[STORED DATA — start]

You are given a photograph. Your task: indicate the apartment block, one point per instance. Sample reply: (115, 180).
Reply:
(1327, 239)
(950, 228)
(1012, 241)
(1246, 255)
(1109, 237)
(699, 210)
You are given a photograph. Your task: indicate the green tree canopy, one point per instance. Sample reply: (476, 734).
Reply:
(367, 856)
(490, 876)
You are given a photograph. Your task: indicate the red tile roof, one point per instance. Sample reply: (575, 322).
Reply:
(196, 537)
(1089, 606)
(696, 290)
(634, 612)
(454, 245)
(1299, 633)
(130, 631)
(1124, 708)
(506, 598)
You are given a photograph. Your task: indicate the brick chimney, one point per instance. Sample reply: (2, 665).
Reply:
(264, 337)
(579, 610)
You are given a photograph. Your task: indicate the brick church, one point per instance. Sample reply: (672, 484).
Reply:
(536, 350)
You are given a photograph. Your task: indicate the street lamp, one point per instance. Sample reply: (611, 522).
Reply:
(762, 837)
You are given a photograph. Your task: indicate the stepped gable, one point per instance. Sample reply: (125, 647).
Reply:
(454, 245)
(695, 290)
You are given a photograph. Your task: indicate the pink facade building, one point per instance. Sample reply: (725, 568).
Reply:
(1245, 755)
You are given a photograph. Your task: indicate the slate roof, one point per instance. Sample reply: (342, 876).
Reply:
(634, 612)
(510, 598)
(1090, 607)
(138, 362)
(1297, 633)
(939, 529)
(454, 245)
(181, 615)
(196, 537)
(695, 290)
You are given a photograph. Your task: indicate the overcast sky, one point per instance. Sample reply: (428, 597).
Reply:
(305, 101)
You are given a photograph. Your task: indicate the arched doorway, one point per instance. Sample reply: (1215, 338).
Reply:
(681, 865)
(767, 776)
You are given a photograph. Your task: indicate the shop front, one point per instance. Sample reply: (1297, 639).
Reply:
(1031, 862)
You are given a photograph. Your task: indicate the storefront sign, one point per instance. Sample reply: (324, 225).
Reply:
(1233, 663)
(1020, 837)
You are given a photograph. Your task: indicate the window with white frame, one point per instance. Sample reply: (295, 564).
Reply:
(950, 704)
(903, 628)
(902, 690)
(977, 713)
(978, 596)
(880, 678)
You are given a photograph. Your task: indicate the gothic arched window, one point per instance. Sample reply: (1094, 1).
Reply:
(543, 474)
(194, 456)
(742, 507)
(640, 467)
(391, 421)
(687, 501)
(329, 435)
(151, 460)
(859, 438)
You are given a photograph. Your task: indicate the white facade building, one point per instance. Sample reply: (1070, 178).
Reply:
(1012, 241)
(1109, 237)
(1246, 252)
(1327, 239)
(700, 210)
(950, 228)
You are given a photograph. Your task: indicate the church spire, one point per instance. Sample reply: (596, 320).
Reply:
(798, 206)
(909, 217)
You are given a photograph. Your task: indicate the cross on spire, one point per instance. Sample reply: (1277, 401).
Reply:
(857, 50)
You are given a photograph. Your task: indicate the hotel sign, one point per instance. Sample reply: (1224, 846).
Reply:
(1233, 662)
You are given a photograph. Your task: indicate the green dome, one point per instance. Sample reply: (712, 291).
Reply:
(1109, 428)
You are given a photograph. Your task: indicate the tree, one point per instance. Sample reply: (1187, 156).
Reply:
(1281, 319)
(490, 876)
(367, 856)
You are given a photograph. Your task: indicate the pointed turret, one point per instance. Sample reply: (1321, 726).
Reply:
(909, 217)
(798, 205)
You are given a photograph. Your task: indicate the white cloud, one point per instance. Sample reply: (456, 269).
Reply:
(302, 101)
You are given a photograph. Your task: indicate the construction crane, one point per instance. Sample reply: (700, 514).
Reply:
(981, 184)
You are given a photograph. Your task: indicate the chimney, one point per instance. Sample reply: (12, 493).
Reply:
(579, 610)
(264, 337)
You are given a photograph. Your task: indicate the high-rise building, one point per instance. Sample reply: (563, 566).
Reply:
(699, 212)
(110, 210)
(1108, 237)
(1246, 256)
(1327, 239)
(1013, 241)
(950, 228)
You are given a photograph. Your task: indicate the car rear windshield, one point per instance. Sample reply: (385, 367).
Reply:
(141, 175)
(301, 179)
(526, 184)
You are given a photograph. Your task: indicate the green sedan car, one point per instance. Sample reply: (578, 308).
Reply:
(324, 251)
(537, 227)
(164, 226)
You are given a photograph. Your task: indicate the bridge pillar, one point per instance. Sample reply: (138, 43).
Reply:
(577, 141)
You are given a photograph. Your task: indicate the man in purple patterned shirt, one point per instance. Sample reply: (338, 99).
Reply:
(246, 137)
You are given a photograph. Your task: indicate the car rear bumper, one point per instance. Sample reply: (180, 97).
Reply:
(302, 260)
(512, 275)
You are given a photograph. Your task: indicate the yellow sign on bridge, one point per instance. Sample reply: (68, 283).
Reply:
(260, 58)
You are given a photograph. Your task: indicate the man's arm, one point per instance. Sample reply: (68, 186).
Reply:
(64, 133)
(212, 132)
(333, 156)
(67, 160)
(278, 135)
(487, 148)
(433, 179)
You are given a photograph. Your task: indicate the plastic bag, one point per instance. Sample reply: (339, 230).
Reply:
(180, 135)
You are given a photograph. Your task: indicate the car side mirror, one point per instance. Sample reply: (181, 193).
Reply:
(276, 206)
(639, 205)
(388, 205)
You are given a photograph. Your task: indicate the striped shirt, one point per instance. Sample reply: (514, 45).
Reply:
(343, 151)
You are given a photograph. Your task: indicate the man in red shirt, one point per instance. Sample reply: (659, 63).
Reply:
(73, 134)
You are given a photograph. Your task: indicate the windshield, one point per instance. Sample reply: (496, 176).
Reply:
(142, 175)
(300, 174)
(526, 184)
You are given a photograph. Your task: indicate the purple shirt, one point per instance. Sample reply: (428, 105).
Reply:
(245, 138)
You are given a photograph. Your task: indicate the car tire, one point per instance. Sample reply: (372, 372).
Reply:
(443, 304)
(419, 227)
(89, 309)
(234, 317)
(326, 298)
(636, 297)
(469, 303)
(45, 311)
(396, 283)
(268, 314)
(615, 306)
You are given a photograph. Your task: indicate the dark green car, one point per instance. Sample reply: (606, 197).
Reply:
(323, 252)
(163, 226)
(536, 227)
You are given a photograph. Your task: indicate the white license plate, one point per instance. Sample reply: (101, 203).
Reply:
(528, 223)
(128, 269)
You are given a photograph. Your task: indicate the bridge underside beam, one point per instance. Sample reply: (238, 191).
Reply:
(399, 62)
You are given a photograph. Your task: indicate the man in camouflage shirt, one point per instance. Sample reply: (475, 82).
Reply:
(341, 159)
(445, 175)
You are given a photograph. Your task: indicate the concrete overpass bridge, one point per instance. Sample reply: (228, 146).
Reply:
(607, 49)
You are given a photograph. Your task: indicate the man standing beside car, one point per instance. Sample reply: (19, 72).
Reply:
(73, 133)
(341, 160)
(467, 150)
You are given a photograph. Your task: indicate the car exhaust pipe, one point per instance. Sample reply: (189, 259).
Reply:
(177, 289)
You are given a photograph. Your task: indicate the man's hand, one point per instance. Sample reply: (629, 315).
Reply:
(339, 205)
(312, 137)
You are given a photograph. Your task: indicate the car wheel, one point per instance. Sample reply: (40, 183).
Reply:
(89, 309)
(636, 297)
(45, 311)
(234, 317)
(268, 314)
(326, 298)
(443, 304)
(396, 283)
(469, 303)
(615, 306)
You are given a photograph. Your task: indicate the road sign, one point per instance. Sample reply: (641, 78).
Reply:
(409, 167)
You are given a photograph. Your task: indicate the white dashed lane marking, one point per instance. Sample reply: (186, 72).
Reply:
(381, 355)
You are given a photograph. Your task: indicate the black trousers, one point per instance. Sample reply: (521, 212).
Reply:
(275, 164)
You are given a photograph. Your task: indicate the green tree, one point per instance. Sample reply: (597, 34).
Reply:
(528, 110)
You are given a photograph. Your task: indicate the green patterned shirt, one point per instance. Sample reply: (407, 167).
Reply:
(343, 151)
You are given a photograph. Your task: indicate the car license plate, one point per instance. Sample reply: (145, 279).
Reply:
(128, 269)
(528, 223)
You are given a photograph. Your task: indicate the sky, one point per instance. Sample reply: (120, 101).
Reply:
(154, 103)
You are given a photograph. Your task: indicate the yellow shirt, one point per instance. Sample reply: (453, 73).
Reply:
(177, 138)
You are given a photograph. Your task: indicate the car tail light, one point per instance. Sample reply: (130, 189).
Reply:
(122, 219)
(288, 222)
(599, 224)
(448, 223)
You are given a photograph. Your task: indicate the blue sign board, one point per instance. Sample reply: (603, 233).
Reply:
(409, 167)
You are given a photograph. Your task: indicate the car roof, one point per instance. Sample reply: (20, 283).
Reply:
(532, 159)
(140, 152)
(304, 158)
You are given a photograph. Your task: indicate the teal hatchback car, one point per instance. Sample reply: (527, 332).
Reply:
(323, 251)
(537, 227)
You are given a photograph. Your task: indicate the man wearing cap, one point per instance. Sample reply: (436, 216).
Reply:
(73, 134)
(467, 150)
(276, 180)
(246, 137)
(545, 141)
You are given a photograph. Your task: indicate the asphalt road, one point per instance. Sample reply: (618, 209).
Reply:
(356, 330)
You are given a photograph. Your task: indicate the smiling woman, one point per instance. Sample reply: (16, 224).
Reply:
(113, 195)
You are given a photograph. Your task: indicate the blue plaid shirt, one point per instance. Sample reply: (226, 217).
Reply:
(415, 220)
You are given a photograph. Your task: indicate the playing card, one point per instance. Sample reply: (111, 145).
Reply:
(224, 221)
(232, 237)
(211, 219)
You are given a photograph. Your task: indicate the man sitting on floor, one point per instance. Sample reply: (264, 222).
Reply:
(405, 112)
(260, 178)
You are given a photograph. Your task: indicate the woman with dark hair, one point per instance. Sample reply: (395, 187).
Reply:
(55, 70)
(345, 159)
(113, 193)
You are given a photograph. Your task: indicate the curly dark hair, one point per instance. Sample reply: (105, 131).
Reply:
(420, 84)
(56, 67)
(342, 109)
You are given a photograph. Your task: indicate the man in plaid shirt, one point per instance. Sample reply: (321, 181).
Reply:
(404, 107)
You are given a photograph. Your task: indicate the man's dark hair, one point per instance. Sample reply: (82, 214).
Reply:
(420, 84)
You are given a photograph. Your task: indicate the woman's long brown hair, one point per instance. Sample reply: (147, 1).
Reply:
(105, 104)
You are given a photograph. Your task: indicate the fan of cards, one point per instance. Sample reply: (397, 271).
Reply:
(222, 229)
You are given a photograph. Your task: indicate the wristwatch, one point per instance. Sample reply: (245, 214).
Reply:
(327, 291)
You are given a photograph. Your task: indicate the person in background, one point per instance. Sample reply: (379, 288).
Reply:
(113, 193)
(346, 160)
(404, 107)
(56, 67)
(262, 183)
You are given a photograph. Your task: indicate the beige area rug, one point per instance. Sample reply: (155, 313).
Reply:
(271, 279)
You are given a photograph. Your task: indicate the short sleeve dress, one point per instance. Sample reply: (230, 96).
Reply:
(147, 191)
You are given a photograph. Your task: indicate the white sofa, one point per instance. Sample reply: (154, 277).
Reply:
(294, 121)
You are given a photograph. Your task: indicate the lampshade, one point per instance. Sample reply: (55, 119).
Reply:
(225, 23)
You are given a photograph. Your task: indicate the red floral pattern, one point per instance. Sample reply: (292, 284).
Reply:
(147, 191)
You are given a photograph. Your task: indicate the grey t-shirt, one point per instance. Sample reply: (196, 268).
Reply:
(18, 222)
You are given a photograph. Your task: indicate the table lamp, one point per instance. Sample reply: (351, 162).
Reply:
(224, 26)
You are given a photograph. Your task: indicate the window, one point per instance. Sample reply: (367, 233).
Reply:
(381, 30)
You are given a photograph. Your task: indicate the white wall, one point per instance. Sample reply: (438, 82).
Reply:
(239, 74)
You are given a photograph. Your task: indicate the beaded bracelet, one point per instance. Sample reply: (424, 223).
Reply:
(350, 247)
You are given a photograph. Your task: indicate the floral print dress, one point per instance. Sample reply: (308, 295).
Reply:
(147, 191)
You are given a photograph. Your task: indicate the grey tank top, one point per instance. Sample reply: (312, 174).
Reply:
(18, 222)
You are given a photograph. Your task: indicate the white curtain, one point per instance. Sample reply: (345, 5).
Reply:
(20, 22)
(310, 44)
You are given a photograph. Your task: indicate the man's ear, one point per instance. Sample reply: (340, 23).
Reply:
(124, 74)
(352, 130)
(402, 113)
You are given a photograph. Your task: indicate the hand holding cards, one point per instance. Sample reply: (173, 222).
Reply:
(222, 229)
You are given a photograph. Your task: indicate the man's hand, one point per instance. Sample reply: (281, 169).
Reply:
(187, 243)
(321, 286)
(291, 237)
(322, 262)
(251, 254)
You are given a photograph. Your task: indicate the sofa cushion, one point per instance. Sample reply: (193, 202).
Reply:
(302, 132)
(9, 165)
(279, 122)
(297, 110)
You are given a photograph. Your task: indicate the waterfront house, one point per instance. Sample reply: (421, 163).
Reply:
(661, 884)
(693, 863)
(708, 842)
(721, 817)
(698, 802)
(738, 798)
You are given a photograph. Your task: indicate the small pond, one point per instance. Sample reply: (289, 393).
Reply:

[STORED DATA — finish]

■ YOUR OBJECTIVE:
All lines from the one containing "You are given a photograph. Your task: indicate the small" to the end of the data above are to be set down exactly; no others belong in the answer.

■ OUTPUT BELOW:
You are given a photograph. Your task: indicate the small pond, one point per instance. Sample reply: (289, 393).
Reply:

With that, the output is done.